> **KUTIPAN DOKUMEN**
----

Baca berita tanpa iklan. Gabung Kompas.com+

Fenomena Aphelion 6 Juli, Bumi Berada di Titik Terjauh dari Matahari, Apa Dampaknya?

Kompas.com - 02/07/2021, 13:28 WIB
Retia Kartika Dewi,
Rendika Ferri Kurniawan

Tim Redaksi

KOMPAS.com - Lembaga Antariksa dan Penerbangan Nasional (Lapan) menyampaikan bahwa Bumi akan mengalami fenomena antariksa bernama Aphelion pada 6 Juli 2021.

Tidak seperti kejadian astronomi sebelumnya, fenomena Aphelion tidak bisa dilihat oleh masyarakat, tetapi masyarakat dapat merasakan dampaknya.

Lalu, apa itu Aphelion dan apa dampaknya ke Bumi?

Baca juga: Fenomena Titik Balik Matahari pada 21 Juni, Durasi Siang Bisa Lebih Lama

Bumi di titik terjauh dari Matahari

Peneliti Pusat Sains dan Antariksa Lapan Andi Pangerang menjelaskan, Aphelion merupakan fenomena di mana posisi Bumi berada pada titik terjauh dengan Matahari.

Hal ini dikarenakan orbit Bumi tidak sepenuhnya lingkaran sempurna, tetapi berbentuk elips.

"Karena berbentuk elips, setiap tahunnya Bumi berada pada jarak terdekat dengan Matahari (yang disebut Perihelion) yang terjadi setiap Januari, dan berada pada jarak terjauh dari Matahari (yang disebut sebagai Aphelion) yang terjadi setiap bulan Juli," ujar Andi saat dihubungi Kompas.com, Jumat (2/7/2021).

----

> **CUPLIKAN DATA**
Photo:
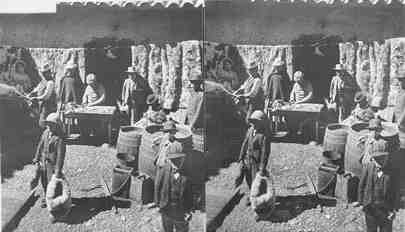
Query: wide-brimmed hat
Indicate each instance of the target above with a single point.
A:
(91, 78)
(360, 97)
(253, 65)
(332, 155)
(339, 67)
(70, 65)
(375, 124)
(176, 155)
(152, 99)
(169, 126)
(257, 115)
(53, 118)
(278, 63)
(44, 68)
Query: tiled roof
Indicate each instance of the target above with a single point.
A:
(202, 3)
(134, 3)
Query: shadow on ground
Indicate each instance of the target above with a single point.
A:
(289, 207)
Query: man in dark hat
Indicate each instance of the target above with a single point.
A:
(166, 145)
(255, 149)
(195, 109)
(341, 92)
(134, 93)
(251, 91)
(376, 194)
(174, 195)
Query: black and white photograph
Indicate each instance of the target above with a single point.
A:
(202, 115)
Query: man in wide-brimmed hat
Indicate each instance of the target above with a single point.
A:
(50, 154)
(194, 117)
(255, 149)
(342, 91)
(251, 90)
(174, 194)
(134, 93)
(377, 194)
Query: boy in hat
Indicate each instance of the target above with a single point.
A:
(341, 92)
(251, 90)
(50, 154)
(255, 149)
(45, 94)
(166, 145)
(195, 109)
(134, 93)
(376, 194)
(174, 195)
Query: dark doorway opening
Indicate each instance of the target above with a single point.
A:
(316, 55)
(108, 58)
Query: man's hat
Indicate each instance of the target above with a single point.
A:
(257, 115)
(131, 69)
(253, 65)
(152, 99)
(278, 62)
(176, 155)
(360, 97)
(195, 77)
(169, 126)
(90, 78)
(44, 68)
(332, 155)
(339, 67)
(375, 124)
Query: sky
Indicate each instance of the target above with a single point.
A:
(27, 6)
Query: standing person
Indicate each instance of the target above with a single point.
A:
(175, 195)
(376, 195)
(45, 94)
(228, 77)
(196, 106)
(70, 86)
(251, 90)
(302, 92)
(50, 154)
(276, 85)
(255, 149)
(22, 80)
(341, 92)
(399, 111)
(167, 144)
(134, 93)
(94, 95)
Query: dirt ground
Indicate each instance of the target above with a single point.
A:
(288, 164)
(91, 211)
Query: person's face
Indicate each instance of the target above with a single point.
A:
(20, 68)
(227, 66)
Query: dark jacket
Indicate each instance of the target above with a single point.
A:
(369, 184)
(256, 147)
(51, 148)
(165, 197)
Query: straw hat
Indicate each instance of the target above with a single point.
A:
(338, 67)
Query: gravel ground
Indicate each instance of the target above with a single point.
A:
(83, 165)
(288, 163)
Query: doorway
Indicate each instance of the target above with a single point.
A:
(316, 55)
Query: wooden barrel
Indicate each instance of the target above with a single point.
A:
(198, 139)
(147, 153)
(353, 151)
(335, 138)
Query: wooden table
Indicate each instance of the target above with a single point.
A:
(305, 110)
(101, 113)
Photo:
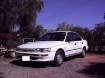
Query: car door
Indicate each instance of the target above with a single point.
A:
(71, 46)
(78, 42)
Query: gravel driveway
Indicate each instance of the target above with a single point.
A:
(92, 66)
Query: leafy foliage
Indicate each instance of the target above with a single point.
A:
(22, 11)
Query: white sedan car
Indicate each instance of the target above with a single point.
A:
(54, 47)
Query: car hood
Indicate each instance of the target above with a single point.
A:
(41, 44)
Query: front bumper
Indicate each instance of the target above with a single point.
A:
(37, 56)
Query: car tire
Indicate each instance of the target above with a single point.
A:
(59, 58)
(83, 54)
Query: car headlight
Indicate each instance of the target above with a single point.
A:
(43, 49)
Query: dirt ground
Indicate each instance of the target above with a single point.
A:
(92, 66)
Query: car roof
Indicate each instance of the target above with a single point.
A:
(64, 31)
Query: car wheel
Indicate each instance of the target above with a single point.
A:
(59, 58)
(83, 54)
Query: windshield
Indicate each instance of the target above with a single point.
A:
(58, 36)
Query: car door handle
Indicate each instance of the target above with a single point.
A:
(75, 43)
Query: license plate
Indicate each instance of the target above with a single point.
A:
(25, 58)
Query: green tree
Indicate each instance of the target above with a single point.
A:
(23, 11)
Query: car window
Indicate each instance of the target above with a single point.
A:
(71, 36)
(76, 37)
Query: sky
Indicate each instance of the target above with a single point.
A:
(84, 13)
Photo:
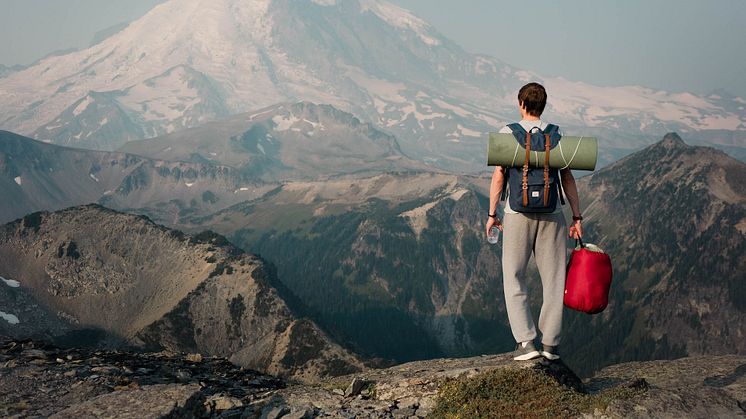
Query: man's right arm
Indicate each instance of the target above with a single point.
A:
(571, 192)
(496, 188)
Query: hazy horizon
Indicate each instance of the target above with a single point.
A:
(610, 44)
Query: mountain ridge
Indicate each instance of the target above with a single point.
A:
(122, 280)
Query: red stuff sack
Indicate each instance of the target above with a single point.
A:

----

> **KETENTUAN LATIHAN**
Tuliskan kembali bagian artikel Aphelion tanpa perubahan, mulai dari "Tim Redaksi" dan terus sampai "dapat merasakan dampaknya.". Data tersebut diambil dari sumber yang berbeda dengan artikel Aphelion.

> **PENYELESAIAN LATIHAN**
Tim Redaksi

KOMPAS.com - Lembaga Antariksa dan Penerbangan Nasional (Lapan) menyampaikan bahwa Bumi akan mengalami fenomena antariksa bernama Aphelion pada 6 Juli 2021.

Tidak seperti kejadian astronomi sebelumnya, fenomena Aphelion tidak bisa dilihat oleh masyarakat, tetapi masyarakat dapat merasakan dampaknya.